EXERCISE GOAL -> Every entry, exactly as given, must be retyped.

[Natural-language object grounding data]
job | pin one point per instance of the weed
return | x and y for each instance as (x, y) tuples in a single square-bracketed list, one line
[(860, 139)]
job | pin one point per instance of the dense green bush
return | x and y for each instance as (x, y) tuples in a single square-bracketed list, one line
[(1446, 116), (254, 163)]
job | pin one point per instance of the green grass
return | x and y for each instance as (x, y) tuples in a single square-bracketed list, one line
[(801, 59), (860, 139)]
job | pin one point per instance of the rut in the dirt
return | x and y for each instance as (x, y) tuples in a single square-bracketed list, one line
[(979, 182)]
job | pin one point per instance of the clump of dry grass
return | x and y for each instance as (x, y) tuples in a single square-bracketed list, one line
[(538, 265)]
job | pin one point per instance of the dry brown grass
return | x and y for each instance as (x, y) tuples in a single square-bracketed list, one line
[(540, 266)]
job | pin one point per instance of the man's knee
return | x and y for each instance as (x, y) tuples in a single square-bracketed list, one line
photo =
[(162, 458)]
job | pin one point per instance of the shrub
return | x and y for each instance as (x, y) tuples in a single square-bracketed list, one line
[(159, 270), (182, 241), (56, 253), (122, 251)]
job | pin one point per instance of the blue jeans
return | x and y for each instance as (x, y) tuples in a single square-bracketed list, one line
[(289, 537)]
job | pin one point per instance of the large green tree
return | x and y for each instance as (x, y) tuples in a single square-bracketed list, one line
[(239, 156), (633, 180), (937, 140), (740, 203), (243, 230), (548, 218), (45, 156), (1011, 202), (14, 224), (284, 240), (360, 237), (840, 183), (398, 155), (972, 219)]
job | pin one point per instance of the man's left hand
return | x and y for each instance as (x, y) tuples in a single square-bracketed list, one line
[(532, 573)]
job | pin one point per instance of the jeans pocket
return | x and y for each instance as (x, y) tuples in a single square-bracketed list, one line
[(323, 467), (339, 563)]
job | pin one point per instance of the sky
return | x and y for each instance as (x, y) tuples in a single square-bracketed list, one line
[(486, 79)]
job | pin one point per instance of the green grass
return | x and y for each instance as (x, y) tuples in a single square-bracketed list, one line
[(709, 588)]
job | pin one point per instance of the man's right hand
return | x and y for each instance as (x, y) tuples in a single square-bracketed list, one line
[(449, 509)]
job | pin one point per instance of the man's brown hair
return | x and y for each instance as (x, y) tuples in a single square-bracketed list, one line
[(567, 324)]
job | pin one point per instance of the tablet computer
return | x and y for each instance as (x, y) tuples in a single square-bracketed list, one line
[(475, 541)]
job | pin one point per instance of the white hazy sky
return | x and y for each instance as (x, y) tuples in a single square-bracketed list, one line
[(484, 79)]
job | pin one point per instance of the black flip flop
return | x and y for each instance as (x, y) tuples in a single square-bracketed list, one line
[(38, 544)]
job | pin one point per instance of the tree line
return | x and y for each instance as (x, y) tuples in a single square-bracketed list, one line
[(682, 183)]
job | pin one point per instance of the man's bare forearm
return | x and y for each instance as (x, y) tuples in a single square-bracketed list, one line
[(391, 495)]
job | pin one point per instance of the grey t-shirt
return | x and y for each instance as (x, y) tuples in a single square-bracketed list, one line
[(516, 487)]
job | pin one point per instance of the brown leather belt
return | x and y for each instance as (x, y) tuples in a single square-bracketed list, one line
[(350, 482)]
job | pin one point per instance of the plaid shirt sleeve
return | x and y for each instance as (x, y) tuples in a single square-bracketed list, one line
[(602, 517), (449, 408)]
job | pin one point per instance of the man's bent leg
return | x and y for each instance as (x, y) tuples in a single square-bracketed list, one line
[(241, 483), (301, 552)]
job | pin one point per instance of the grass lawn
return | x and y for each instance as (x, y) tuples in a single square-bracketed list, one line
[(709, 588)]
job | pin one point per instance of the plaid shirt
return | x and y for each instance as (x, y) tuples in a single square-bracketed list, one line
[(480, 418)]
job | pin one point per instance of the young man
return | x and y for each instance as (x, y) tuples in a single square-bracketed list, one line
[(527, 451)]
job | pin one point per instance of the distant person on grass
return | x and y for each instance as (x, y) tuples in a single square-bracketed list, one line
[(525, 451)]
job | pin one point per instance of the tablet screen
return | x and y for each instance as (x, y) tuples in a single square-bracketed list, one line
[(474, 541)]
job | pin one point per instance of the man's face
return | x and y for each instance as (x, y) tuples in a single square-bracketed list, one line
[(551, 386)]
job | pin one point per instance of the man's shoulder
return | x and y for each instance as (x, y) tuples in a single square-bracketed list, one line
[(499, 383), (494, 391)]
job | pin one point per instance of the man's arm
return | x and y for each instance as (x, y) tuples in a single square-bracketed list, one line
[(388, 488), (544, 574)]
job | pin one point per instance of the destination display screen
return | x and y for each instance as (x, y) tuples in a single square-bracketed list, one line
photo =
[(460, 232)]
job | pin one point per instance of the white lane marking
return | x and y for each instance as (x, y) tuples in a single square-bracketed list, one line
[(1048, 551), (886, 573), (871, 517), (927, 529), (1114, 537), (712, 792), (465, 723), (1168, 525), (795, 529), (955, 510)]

TASK SOLUTION ->
job | pin one point per instance of the weed
return | x and y for each instance as (x, y) tuples in a single square-bracketed list, one line
[(860, 139)]
job | pin one point per instance of the dense green bush
return | x and y for each instance as (x, y) tuples in a single square-bracketed list, one line
[(1446, 116), (254, 163)]
job | pin one point per instance of the green grass
return | x and y for each instance as (x, y) tuples in a single square-bracketed list, one line
[(801, 59), (860, 139)]
job | pin one point per instance of the rut in the dirt
return | x and y for each instance as (x, y) tuples in a single square-bracketed list, one line
[(979, 182)]
job | pin one point per instance of the clump of dry grass
return | x and y for each instance as (x, y) tuples in a single square-bracketed list, one line
[(538, 265)]
job | pin one point per instance of the dry brown grass
return | x and y for each instance as (x, y) tuples in a single square-bracketed list, one line
[(540, 266)]
job | pin one point per instance of the man's knee
return | x and y for each instance as (x, y) tuples in a single square-bracketed list, one line
photo =
[(162, 458)]
job | pin one point per instance of the shrub
return | x and y for each instance as (x, y) tuples in a single square-bracketed list, one line
[(159, 270), (182, 241), (56, 253), (122, 251)]
job | pin one point per instance of the blue jeans
return | x and y for each instance as (x, y) tuples in a single square-bracketed list, one line
[(289, 537)]
job | pin one point per instance of the large green tree
return | x and y for each instance as (x, y) tuples in a single square-bracketed list, one line
[(239, 156), (633, 180), (937, 140), (740, 203), (243, 230), (548, 218), (45, 156), (1011, 202), (14, 224), (284, 240), (360, 237), (840, 183), (398, 155), (972, 219)]
job | pin one point per instance of the man's left hand
return | x and y for each instance as (x, y) tuples in a single square-bracketed list, one line
[(532, 573)]
job | pin one point per instance of the jeans pocket
return | x and y for each instance as (x, y) tuples in a single square-bracketed list, one line
[(323, 467), (339, 563)]
job | pin one point per instance of the sky
return | x and y for each instance as (x, y) tuples in a single square-bracketed list, one line
[(486, 79)]
job | pin one point per instance of the green grass
return | x and y for each instance as (x, y) tuples in a single square-bracketed list, one line
[(709, 588)]
job | pin one point per instance of the man's right hand
return | x and y for each instance as (x, y) tuples in a single square-bracketed list, one line
[(449, 509)]
job | pin one point per instance of the man's brown hair
return | x and y for each instance as (x, y) tuples in a single square-bracketed list, one line
[(567, 324)]
job | pin one point per instance of the tablet computer
return | x and y for each instance as (x, y) tuples in a single square-bracketed list, one line
[(475, 541)]
job | pin one point per instance of the white hazy sky
return | x and y for each instance as (x, y) tuples in a single square-bracketed list, one line
[(484, 79)]
job | pin one point per instance of the black flip flop
return | x and y for each instance as (x, y) tuples in a single square-bracketed list, one line
[(38, 544)]
job | pin one point per instance of the tree line
return | x and y for each instance as (x, y) tuples in a single square-bracketed list, one line
[(682, 183)]
job | pin one point per instance of the man's bare forearm
return | x and y for each instance as (x, y) tuples in a single square-bracketed list, one line
[(391, 495)]
job | pin one point per instance of the grey t-shirt
return | x and y for each instance as (x, y) tuples in a single square-bracketed list, one line
[(516, 487)]
job | pin one point per instance of the brown leather belt
return | x and y for each instance as (x, y) tuples in a single square-bracketed list, one line
[(350, 482)]
job | pin one point per instance of the plaid shirt sleeve
return | x and y for each instance as (x, y) tuples in a single square-bracketed list, one line
[(602, 517), (449, 408)]
job | pin one point per instance of the man's bent leg
return | x and y for each instance as (x, y) tuples in a single square-bracketed list, one line
[(241, 483), (301, 552)]
job | pin one point per instance of the grass lawn
return | x and y for each instance as (x, y) tuples in a single square-bracketed list, one line
[(709, 588)]
job | pin one point per instance of the plaid shirt
return | x and y for each instance as (x, y) tuples in a single square-bracketed list, one line
[(480, 418)]
job | pin one point per instance of the young man
return | x and y for each instance as (x, y) tuples in a single square-bracketed list, one line
[(527, 451)]
job | pin one point per instance of the distant person on grass
return | x and y for each instance as (x, y) tuples in a single square-bracketed list, one line
[(525, 451)]
job | pin one point per instance of the tablet screen
return | x and y for each instance as (x, y) tuples in a single square-bracketed list, one line
[(474, 541)]
job | pin one point per instance of the man's face
return | x and y for each instance as (x, y) tuples in a single square-bracketed list, one line
[(551, 386)]
job | pin one point per instance of the man's shoulder
return | x and y for each instance as (x, y) tuples in a single square-bracketed list, one line
[(499, 383), (494, 391)]
job | pin one point per instance of the man's arm
return | x and y for each instance as (x, y) tuples in a single square-bracketed list, one line
[(388, 488), (544, 574)]
job | pin one point per instance of the destination display screen
return | x and y for each instance as (x, y) tuples in a single square-bracketed list, one line
photo =
[(460, 232)]
job | pin one point per instance of the white lane marking
return | x and y for each instance as (x, y) tuples in a single square-bracketed list, one line
[(1048, 551), (886, 573), (871, 517), (927, 529), (1114, 537), (712, 792), (465, 723), (1168, 525), (795, 529), (955, 510)]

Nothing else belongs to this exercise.